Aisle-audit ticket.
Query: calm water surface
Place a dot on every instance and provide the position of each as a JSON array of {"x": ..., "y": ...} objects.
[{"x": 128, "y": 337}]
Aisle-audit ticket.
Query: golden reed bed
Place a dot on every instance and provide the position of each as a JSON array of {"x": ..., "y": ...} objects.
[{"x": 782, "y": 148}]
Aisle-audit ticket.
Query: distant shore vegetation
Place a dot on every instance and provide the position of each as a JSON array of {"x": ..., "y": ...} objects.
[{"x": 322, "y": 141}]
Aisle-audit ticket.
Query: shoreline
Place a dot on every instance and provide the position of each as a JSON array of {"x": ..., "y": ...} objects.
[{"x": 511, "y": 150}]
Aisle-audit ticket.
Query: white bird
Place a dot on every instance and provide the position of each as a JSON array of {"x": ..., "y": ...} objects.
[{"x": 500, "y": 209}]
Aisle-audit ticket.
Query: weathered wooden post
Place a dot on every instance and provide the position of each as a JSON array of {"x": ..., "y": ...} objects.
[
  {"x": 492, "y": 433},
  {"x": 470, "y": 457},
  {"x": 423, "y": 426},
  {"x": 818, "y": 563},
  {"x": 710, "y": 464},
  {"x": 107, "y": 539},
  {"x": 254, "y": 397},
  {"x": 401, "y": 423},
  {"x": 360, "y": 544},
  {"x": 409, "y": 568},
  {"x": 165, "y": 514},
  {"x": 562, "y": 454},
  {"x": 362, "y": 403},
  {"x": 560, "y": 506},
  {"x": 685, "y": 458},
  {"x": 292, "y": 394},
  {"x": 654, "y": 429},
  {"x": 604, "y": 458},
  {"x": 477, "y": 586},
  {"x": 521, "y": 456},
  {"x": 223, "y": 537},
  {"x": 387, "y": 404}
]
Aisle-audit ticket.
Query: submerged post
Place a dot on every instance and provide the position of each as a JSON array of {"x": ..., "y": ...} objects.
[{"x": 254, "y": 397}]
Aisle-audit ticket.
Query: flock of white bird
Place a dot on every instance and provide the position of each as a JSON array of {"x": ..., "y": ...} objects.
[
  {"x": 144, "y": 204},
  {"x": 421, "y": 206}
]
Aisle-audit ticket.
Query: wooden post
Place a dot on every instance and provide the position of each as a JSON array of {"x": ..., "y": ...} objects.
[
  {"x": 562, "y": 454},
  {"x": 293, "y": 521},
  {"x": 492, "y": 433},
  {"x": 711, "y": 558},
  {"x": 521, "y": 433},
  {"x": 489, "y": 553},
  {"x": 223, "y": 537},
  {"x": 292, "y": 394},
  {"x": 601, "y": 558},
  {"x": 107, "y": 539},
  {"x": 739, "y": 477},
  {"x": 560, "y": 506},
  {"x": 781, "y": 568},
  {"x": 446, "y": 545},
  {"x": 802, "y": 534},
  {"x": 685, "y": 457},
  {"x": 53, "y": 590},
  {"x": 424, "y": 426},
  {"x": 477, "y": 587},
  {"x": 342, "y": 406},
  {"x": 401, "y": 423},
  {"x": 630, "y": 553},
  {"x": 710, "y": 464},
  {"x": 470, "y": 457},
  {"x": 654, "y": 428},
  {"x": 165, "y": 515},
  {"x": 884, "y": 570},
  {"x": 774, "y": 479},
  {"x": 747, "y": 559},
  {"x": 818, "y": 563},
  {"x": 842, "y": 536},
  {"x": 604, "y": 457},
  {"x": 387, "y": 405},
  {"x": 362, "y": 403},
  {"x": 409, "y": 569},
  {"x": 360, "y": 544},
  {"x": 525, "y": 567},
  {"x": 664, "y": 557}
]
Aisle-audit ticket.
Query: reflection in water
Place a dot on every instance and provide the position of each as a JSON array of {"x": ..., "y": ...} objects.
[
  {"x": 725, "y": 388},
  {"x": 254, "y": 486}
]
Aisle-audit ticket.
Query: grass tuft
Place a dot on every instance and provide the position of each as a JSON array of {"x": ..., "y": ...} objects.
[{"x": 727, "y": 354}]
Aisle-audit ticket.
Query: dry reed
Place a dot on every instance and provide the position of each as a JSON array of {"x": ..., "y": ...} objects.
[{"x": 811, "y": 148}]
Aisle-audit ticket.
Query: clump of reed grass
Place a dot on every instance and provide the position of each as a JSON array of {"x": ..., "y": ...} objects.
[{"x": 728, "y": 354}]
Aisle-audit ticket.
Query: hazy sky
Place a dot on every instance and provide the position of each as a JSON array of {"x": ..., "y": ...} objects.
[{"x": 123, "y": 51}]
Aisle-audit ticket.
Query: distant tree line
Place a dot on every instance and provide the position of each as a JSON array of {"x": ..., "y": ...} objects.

Task brief >> When the word "bird" shows up in a line of the material, count that line; report only the final number.

Answer for the task >> 2